++++ Listed records ++++

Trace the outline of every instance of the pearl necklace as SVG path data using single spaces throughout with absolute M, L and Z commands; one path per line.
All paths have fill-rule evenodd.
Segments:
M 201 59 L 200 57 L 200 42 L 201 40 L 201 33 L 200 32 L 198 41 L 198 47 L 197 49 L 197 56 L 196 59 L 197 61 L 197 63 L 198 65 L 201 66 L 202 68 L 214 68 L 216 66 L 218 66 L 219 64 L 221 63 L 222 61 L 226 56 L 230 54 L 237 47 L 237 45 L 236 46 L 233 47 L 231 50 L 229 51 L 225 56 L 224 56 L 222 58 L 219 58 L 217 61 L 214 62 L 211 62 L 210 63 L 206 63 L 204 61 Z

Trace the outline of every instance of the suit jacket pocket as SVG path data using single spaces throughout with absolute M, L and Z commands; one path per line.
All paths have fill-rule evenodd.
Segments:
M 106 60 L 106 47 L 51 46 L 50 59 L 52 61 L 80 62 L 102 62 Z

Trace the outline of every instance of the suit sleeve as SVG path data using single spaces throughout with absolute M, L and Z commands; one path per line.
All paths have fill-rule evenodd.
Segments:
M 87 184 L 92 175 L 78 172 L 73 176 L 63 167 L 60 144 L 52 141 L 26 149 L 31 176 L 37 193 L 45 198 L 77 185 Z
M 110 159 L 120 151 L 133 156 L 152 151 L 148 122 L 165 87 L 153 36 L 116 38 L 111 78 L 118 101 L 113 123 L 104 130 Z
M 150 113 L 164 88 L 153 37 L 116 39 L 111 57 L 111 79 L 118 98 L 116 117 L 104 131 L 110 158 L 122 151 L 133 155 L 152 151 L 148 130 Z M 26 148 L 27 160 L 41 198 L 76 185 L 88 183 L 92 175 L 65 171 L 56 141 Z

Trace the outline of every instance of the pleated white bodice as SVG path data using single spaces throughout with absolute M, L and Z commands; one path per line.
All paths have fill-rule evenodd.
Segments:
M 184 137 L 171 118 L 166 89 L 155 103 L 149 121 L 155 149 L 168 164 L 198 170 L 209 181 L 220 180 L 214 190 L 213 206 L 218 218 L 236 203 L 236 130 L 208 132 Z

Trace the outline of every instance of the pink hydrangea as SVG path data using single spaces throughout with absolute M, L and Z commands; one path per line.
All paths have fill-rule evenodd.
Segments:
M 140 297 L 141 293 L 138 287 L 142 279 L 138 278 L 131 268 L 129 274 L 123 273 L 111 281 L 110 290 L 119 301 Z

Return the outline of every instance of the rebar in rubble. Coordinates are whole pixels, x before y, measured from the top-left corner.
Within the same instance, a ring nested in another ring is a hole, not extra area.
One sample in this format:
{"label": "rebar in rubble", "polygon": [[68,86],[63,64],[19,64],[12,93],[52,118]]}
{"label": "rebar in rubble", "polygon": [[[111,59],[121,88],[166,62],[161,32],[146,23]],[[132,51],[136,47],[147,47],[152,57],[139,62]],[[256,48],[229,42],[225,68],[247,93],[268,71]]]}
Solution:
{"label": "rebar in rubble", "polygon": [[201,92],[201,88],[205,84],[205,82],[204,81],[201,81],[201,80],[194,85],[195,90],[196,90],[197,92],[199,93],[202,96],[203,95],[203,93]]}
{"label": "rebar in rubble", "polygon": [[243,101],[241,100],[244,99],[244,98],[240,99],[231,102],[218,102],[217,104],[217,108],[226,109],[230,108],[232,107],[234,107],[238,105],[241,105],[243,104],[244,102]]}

++++

:: Goal ::
Rewrite the entire listing with every occurrence of "every instance" changed to "each instance", leaving all other text unchanged.

:: Written answer ::
Trace the outline of each instance of the pearl necklace as SVG path data using single spaces throughout with absolute M, L and Z commands; one path per line.
All paths have fill-rule evenodd.
Segments:
M 201 59 L 200 57 L 200 42 L 201 40 L 201 33 L 200 32 L 198 41 L 198 47 L 197 49 L 197 56 L 196 59 L 197 61 L 197 63 L 198 65 L 201 66 L 202 68 L 214 68 L 216 66 L 218 66 L 219 64 L 221 63 L 222 61 L 226 56 L 230 54 L 237 47 L 237 45 L 236 46 L 233 47 L 231 50 L 229 51 L 225 56 L 224 56 L 222 58 L 219 58 L 217 61 L 214 62 L 211 62 L 210 63 L 206 63 L 204 61 Z

Trace the outline of each instance of the suit jacket pocket as SVG path data using single spaces throughout with absolute M, L and Z commands; one path per line.
All paths have fill-rule evenodd.
Segments:
M 106 60 L 106 47 L 51 46 L 50 59 L 52 61 L 80 62 L 102 62 Z

Trace the outline of each instance of the suit sleeve as SVG path data using single spaces throughout with absolute M, L and Z commands; one path per line.
All paths have fill-rule evenodd.
Segments:
M 87 184 L 92 175 L 78 172 L 73 176 L 63 167 L 60 144 L 52 141 L 26 149 L 31 176 L 37 193 L 45 198 L 77 185 Z
M 110 159 L 120 151 L 133 156 L 152 151 L 148 122 L 165 87 L 153 36 L 116 38 L 111 78 L 118 101 L 113 123 L 104 130 Z
M 150 113 L 164 88 L 153 37 L 116 39 L 111 57 L 111 79 L 118 98 L 116 117 L 104 131 L 110 158 L 122 151 L 133 155 L 152 151 L 148 130 Z M 26 148 L 27 160 L 41 198 L 76 185 L 88 183 L 92 175 L 65 171 L 56 141 Z

Trace the outline of each instance of the pleated white bodice as SVG path data using single spaces throughout with absolute M, L and Z commands; one path per line.
All paths have fill-rule evenodd.
Segments:
M 184 137 L 171 118 L 166 89 L 155 103 L 149 121 L 155 149 L 168 164 L 198 170 L 209 181 L 220 180 L 214 190 L 213 206 L 218 218 L 236 203 L 236 130 L 208 132 Z

Trace the outline of each instance of the pink hydrangea as SVG path data using single spaces throughout with absolute M, L and Z commands; one path per line.
All paths have fill-rule evenodd.
Segments:
M 140 297 L 141 293 L 138 287 L 142 279 L 138 278 L 131 268 L 129 274 L 123 273 L 111 281 L 110 290 L 119 301 Z

Return the outline of each instance of the rebar in rubble. Coordinates are whole pixels, x before y, measured from the top-left corner.
Within the same instance, a ring nested in another ring is a hole, not extra area.
One sample in this format:
{"label": "rebar in rubble", "polygon": [[68,86],[63,64],[19,64],[12,93],[52,118]]}
{"label": "rebar in rubble", "polygon": [[[111,59],[121,88],[166,62],[161,32],[146,23]],[[132,51],[136,47],[147,47],[152,57],[139,62]],[[256,48],[229,42],[225,68],[247,93],[268,71]]]}
Solution:
{"label": "rebar in rubble", "polygon": [[201,92],[201,88],[205,84],[205,82],[204,81],[201,81],[201,80],[194,85],[195,90],[196,90],[197,92],[199,93],[202,96],[203,95],[203,93]]}
{"label": "rebar in rubble", "polygon": [[243,101],[241,100],[244,99],[244,98],[240,99],[231,102],[218,102],[217,104],[217,108],[226,109],[230,108],[232,107],[234,107],[238,105],[241,105],[243,104],[244,102]]}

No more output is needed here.